Object position labeling entries:

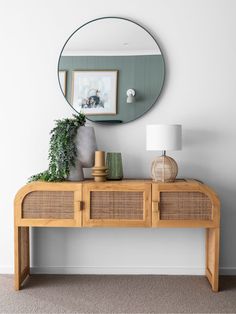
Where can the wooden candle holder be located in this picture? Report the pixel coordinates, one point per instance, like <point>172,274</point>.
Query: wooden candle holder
<point>99,171</point>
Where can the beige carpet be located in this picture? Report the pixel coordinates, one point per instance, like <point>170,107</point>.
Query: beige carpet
<point>117,294</point>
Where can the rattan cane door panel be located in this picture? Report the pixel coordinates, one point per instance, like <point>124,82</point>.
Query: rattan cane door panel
<point>117,205</point>
<point>185,206</point>
<point>48,205</point>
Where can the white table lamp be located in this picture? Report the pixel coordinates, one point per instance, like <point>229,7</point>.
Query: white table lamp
<point>164,137</point>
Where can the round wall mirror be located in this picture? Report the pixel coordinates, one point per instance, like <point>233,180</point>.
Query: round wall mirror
<point>112,70</point>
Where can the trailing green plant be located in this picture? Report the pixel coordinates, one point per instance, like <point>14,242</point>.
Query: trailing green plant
<point>62,149</point>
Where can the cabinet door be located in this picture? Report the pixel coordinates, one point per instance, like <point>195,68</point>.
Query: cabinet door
<point>50,204</point>
<point>117,204</point>
<point>177,205</point>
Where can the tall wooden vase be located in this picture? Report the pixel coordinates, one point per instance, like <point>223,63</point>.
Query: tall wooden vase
<point>114,165</point>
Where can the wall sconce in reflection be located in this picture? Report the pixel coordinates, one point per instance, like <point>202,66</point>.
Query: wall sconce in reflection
<point>130,96</point>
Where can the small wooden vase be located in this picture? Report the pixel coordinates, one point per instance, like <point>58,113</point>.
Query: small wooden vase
<point>99,171</point>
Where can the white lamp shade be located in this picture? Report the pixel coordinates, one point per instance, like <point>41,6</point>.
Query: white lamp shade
<point>164,137</point>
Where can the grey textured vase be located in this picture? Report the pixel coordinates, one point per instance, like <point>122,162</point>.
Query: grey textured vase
<point>114,165</point>
<point>86,146</point>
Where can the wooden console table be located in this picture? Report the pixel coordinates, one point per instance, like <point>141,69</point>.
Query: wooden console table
<point>126,203</point>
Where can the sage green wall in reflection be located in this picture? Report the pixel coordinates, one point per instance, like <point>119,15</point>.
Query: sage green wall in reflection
<point>145,74</point>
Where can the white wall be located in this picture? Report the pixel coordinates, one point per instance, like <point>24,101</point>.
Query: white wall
<point>198,38</point>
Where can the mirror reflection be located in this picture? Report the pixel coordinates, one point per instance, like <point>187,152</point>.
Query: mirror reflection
<point>112,70</point>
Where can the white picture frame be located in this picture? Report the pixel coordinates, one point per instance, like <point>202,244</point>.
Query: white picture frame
<point>94,92</point>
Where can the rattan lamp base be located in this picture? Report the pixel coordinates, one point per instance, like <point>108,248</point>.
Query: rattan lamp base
<point>164,169</point>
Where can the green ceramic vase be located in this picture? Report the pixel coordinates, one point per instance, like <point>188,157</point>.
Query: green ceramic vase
<point>114,165</point>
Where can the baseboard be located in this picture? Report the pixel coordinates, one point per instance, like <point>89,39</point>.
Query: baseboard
<point>121,270</point>
<point>118,270</point>
<point>228,271</point>
<point>6,270</point>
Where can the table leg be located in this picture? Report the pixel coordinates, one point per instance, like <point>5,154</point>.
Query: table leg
<point>212,257</point>
<point>22,259</point>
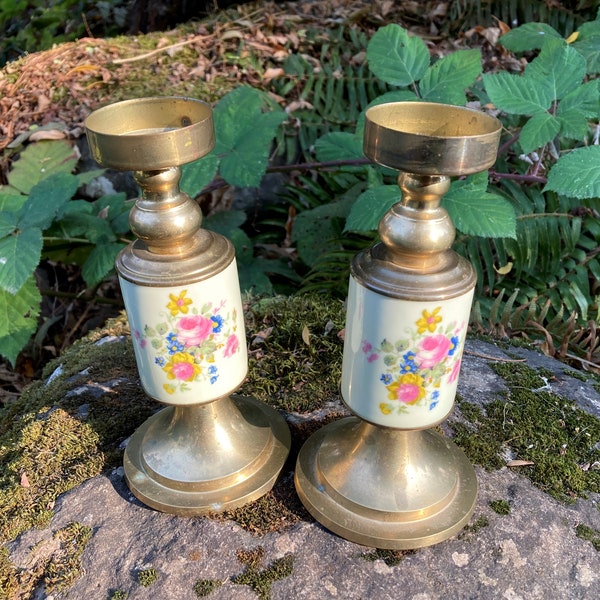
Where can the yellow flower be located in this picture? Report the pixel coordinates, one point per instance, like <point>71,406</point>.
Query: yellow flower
<point>429,320</point>
<point>179,304</point>
<point>182,366</point>
<point>408,389</point>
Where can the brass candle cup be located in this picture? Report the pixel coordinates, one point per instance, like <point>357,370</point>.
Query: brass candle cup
<point>209,450</point>
<point>385,477</point>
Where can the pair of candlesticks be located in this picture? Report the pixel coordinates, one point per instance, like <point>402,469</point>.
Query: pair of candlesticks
<point>383,477</point>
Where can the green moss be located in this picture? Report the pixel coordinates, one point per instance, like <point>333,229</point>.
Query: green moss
<point>147,577</point>
<point>536,425</point>
<point>295,351</point>
<point>53,564</point>
<point>392,558</point>
<point>51,441</point>
<point>205,587</point>
<point>65,566</point>
<point>502,507</point>
<point>261,580</point>
<point>591,535</point>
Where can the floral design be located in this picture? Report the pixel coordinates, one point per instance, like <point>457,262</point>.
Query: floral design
<point>187,338</point>
<point>416,365</point>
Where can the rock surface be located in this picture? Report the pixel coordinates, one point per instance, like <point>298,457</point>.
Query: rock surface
<point>533,552</point>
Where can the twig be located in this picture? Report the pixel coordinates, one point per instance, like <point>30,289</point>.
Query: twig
<point>121,61</point>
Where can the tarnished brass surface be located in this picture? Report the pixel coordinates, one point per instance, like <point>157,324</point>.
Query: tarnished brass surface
<point>203,459</point>
<point>383,487</point>
<point>186,460</point>
<point>427,138</point>
<point>380,486</point>
<point>148,134</point>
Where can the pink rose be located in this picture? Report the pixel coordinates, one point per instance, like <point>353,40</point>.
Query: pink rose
<point>454,372</point>
<point>231,346</point>
<point>432,350</point>
<point>193,330</point>
<point>183,370</point>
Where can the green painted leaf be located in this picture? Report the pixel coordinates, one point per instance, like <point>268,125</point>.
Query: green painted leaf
<point>396,57</point>
<point>447,79</point>
<point>539,130</point>
<point>558,64</point>
<point>530,36</point>
<point>517,94</point>
<point>475,211</point>
<point>19,256</point>
<point>576,174</point>
<point>370,206</point>
<point>18,318</point>
<point>100,262</point>
<point>46,198</point>
<point>197,175</point>
<point>245,134</point>
<point>40,160</point>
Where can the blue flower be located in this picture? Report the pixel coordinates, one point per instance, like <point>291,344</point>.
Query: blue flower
<point>454,341</point>
<point>217,323</point>
<point>435,395</point>
<point>408,365</point>
<point>173,344</point>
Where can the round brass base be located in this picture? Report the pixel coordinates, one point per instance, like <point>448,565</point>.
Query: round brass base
<point>385,488</point>
<point>196,460</point>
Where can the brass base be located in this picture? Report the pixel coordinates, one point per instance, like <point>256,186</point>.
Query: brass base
<point>385,488</point>
<point>196,460</point>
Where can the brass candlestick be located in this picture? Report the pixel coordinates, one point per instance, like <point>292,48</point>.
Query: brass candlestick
<point>384,478</point>
<point>207,451</point>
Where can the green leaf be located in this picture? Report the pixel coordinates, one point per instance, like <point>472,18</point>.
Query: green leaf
<point>46,198</point>
<point>370,206</point>
<point>447,80</point>
<point>40,160</point>
<point>8,223</point>
<point>245,137</point>
<point>396,57</point>
<point>530,36</point>
<point>558,64</point>
<point>518,94</point>
<point>475,211</point>
<point>588,45</point>
<point>225,222</point>
<point>18,318</point>
<point>538,130</point>
<point>197,175</point>
<point>316,231</point>
<point>100,262</point>
<point>19,256</point>
<point>11,202</point>
<point>340,145</point>
<point>584,98</point>
<point>576,174</point>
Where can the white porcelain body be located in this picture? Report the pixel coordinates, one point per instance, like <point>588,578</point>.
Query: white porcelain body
<point>402,358</point>
<point>189,340</point>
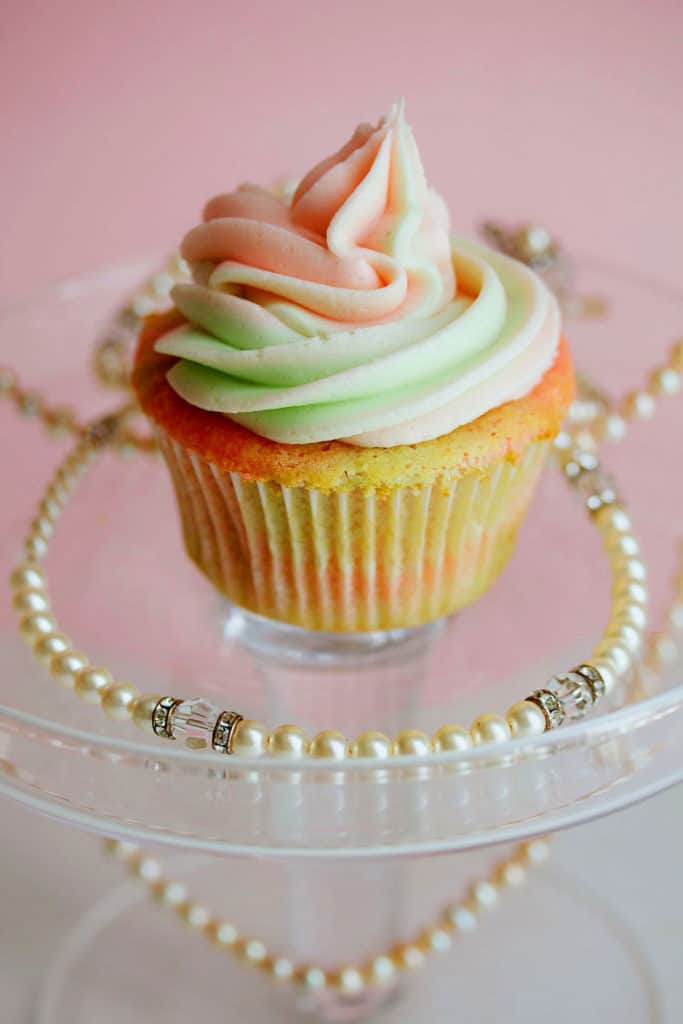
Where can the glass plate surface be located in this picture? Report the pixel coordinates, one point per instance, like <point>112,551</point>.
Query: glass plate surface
<point>127,595</point>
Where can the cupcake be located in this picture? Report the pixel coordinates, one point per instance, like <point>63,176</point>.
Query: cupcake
<point>354,404</point>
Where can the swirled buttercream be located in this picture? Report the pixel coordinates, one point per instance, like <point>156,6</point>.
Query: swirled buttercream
<point>348,312</point>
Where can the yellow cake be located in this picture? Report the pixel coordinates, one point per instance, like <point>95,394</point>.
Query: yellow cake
<point>353,529</point>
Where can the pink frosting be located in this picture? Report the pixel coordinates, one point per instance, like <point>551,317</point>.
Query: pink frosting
<point>345,310</point>
<point>344,248</point>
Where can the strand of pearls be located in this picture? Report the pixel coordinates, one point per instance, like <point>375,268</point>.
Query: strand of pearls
<point>455,920</point>
<point>200,724</point>
<point>595,417</point>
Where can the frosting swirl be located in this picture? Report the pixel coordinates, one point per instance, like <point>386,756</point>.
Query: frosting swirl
<point>347,312</point>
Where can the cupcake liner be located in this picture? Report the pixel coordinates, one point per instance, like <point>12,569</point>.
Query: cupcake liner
<point>354,559</point>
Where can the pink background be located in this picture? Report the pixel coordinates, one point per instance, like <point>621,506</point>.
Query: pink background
<point>120,119</point>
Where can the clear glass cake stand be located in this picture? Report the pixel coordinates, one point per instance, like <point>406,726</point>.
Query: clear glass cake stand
<point>331,865</point>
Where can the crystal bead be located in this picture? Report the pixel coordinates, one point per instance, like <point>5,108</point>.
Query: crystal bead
<point>194,721</point>
<point>594,679</point>
<point>550,705</point>
<point>573,692</point>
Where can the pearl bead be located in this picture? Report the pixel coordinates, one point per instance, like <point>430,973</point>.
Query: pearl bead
<point>525,719</point>
<point>631,568</point>
<point>511,873</point>
<point>28,577</point>
<point>616,653</point>
<point>43,526</point>
<point>489,729</point>
<point>623,545</point>
<point>606,670</point>
<point>171,894</point>
<point>462,918</point>
<point>382,971</point>
<point>194,914</point>
<point>282,969</point>
<point>26,601</point>
<point>411,741</point>
<point>409,956</point>
<point>252,950</point>
<point>627,635</point>
<point>35,547</point>
<point>90,682</point>
<point>49,644</point>
<point>288,741</point>
<point>638,406</point>
<point>66,666</point>
<point>435,939</point>
<point>349,980</point>
<point>632,591</point>
<point>484,893</point>
<point>676,355</point>
<point>49,508</point>
<point>665,381</point>
<point>250,739</point>
<point>372,744</point>
<point>147,869</point>
<point>452,737</point>
<point>329,744</point>
<point>632,614</point>
<point>221,934</point>
<point>313,978</point>
<point>117,700</point>
<point>36,624</point>
<point>141,711</point>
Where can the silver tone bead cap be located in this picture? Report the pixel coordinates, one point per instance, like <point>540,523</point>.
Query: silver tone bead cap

◆ Do this
Turn the stretch from the first line through the line that contains "<point>117,294</point>" into a Markdown table with the columns Row and Line Text, giving each line a row number and skipping blank lines. Leave the pictures out of your answer.

◆ In response
| Row | Line Text |
|---|---|
| 1 | Where can the wooden candle holder be located in this picture? Report the pixel coordinates, one point per instance, like <point>172,274</point>. |
| 2 | Query: wooden candle holder |
| 3 | <point>99,171</point> |
| 4 | Where can the beige carpet be located in this picture? Report the pixel coordinates, one point per instance, like <point>170,107</point>. |
| 5 | Query: beige carpet |
| 6 | <point>117,294</point> |